====== ENTRIES SUPPLIED
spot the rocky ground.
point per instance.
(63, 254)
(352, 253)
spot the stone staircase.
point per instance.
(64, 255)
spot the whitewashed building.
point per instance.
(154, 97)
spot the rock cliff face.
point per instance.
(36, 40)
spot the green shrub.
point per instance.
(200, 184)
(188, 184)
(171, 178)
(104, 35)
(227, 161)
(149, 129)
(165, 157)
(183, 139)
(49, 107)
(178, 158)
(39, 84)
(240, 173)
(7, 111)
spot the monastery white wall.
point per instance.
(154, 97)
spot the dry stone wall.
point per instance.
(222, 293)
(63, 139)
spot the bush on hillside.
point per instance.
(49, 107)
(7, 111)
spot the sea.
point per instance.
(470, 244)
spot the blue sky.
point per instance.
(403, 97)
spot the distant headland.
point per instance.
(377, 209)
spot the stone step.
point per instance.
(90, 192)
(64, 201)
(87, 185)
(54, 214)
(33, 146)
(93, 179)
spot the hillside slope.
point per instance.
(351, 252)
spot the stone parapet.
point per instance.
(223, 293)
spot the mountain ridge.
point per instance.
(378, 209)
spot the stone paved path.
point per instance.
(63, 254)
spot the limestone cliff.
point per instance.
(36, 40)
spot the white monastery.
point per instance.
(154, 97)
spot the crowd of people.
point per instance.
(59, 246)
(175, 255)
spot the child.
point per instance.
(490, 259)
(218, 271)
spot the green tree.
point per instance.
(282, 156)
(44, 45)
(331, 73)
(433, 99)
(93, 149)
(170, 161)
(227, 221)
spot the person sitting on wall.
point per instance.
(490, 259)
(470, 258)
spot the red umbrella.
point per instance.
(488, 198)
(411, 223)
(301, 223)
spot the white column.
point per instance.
============
DESCRIPTION OF THE TASK: Write the data out again. Match it exactly.

SOLUTION TO THIS PROBLEM:
spot the rocky ground.
point per instance.
(63, 254)
(352, 253)
spot the stone staircase.
point per instance.
(64, 255)
spot the whitewashed building.
point per instance.
(154, 97)
spot the rock cliff face.
point per instance.
(36, 40)
spot the green shrub.
point per instance.
(200, 184)
(188, 184)
(171, 178)
(104, 35)
(227, 161)
(149, 129)
(165, 157)
(183, 139)
(49, 107)
(178, 158)
(39, 84)
(240, 173)
(7, 111)
spot the monastery white wall.
point per instance.
(154, 97)
spot the dry stone wall.
point per instance.
(222, 293)
(63, 139)
spot the bush on hillside.
point per instance.
(49, 107)
(7, 111)
spot the sea.
point per instance.
(470, 244)
spot the blue sky.
point per instance.
(403, 97)
spot the distant headland.
point per instance.
(377, 209)
spot the stone step.
point per instance.
(90, 192)
(64, 201)
(87, 185)
(54, 214)
(33, 146)
(93, 179)
spot the hillside slope.
point per instance.
(351, 252)
spot the stone parapet.
point per instance.
(223, 293)
spot the mountain ridge.
point per instance.
(378, 209)
spot the stone paved path.
point per instance.
(63, 254)
spot the limestone cliff.
point per instance.
(36, 40)
spot the white monastery.
point per instance.
(154, 97)
spot the crowd of people.
point per instance.
(59, 246)
(175, 255)
spot the child.
point per instance.
(490, 259)
(218, 271)
spot the green tree.
point per instance.
(282, 156)
(44, 45)
(331, 73)
(433, 99)
(93, 149)
(170, 161)
(227, 221)
spot the person sitting on wall.
point per instance.
(490, 259)
(470, 258)
spot the red umbrella.
point per instance.
(488, 198)
(411, 223)
(301, 223)
spot the white column.
point per instance.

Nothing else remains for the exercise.